*Given task*: Carry on the passage below about income and wealth inequality in OECD countries, starting right after its final sentence.

*Quoted text*:
* * *

Stefano Scarpetta, Director of the OECD Employment, Labour and Social Affairs Directorate
A rising tide lifts all boats, or so many used to think. But the evidence suggests that over the past three decades in a large number of advanced and emerging countries economic growth has disproportionally benefited people who are already relatively well-off, leaving the lower- middle-class lagging behind.
Today the average income of the richest 10% of the population across the OECD is almost ten times that of the poorest 10%. We observe also a worrying pattern: in each of the past three decades the gap has increased by one factor – it was 7:1 in the 1980s, 8:1 in the 1990s and 9:1 in the 2000s.
These averages hide large differences across countries, from a ratio to 6:1 in Nordic countries, to 19:1 in the US, almost 30:1 in Mexico and Chile and beyond 50:1 in South Africa and other emerging economies. But over the past decades we have observed a convergence towards higher levels of income inequality (although some emerging economies have managed to reduce income inequality, albeit from very high levels). The situation is even worse when we look at the distribution of household wealth. Comparable data collected for the first time by the OECD for 18 OECD countries show that the top 10% of households owned half of all total household wealth in 2012, while the bottom 40% owned a meagre 3%.

* * *

*Dataset content*:

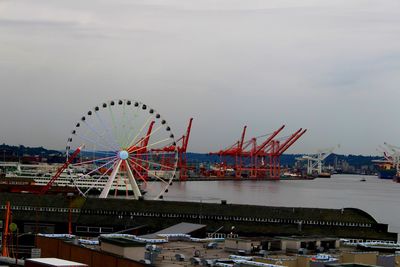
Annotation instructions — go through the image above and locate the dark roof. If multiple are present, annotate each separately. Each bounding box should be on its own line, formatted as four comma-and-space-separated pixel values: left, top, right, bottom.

* * *

*Answer below*:
Not only do high levels of income inequality challenge social cohesion, they also tend to reproduce themselves from one generation to the next. This happens largely because they hinder the opportunities of the lower middle-class to access the same education and health opportunities as their better-off counterparts. The gap in educational outcomes between individuals from a low socio-economic background and those with median and high background increases dramatically as one moves from a more egalitarian to more unequal country. Similarly, a new set of OECD data shows that at age 25, men with university education can expect to live almost 10 years longer than men with primary education. Surely we can agree that people’s life chances should not essentially boil down to their wealth, age, gender, or place of residence.
The risks posed by such lopsided growth are evident. Our recent publication In it Together revealed that economies grow more slowly when lower earners get left behind – and we are talking about as much as 40% of the population. The rise in inequality observed between 1985 and 2005 in 19 OECD countries knocked 4.7 percentage points off their cumulative growth between 1990 and 2010.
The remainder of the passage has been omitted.